• _Objetivo_:
Por favor, cambia "sample" por "example" en los ítems que van desde la línea que contiene "Please annotate the black upholstery" hasta el final, y reprodúcelos sin ninguna otra modificación.

====== Registros de datos

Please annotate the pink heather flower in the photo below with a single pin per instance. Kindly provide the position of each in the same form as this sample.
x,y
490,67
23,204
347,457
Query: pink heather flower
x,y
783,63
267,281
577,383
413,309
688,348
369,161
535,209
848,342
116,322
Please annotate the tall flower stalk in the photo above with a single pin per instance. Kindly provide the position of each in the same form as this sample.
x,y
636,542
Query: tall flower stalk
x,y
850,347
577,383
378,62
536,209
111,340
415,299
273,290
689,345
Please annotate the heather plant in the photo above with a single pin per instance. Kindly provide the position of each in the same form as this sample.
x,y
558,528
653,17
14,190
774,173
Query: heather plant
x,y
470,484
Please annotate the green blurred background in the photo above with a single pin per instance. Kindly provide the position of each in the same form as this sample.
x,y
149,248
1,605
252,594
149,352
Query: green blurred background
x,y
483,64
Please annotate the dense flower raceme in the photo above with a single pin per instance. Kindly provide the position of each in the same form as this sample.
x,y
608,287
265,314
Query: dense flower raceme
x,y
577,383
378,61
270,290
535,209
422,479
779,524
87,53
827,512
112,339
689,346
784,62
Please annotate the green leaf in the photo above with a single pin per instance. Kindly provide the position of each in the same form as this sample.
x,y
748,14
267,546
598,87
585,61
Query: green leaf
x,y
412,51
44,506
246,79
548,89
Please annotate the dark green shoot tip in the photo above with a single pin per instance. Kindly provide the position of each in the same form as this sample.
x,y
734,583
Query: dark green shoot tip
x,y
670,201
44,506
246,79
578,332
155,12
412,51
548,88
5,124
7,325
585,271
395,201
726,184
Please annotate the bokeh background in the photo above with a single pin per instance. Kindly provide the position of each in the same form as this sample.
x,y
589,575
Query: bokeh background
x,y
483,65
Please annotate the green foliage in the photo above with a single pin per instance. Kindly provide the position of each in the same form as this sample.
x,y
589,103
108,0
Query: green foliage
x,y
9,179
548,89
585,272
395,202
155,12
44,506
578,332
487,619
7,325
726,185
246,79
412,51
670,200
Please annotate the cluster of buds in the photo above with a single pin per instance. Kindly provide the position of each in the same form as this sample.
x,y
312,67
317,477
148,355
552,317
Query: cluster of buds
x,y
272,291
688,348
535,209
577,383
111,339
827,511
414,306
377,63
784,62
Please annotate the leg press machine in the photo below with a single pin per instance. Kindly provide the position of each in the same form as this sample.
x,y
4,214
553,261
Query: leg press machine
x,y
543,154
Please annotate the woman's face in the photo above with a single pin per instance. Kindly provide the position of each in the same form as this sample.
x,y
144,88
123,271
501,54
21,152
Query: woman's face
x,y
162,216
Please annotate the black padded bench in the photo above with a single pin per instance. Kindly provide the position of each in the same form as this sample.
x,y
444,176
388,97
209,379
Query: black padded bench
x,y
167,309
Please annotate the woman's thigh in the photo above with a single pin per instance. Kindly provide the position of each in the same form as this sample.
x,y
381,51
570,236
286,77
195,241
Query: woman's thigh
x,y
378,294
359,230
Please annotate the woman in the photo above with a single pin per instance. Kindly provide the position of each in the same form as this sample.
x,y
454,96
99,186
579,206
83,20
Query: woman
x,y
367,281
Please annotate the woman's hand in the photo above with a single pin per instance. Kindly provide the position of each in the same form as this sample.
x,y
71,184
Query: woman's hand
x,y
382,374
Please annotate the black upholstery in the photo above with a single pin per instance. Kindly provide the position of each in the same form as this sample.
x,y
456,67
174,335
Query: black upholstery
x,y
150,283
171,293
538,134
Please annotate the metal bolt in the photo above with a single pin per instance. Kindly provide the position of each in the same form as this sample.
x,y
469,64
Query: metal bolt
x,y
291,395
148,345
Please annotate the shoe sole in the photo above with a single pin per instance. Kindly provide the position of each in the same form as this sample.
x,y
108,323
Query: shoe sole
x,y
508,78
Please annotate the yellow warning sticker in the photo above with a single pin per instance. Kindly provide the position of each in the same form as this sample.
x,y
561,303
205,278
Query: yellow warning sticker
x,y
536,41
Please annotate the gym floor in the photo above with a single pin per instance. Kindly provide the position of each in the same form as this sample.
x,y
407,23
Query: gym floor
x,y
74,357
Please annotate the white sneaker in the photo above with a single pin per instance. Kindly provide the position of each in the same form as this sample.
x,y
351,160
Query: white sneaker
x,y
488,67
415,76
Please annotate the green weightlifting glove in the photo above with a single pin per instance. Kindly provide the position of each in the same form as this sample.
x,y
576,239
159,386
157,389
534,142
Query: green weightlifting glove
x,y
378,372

============

• _Resultado_:
Please annotate the black upholstery in the photo above with a single pin per instance. Kindly provide the position of each in the same form as this example.
x,y
456,67
174,335
Query: black upholstery
x,y
150,283
171,293
538,134
Please annotate the metal bolt in the photo above with a single pin per instance. Kindly provide the position of each in the same form as this example.
x,y
469,64
Query: metal bolt
x,y
291,395
148,345
Please annotate the shoe sole in the photo above with a single pin per instance. Kindly provide the position of each in the same form as this example.
x,y
108,323
Query: shoe sole
x,y
508,78
Please annotate the yellow warning sticker in the photo above with a single pin per instance. Kindly provide the position of each in the same form as this example.
x,y
561,303
205,278
Query: yellow warning sticker
x,y
536,41
Please annotate the gym floor in the photo above with a single pin per instance. Kindly provide the position of each in the same form as this example.
x,y
407,23
Query: gym floor
x,y
74,357
Please annotate the white sneaker in the photo above with a single pin per instance. Kindly provide the position of each in the same form as this example.
x,y
351,160
Query: white sneaker
x,y
488,67
415,76
Please annotate the green weightlifting glove in the photo above with a single pin per instance. Kindly provide the position of each in the same form as this example.
x,y
576,239
159,386
157,389
534,142
Query: green weightlifting glove
x,y
378,372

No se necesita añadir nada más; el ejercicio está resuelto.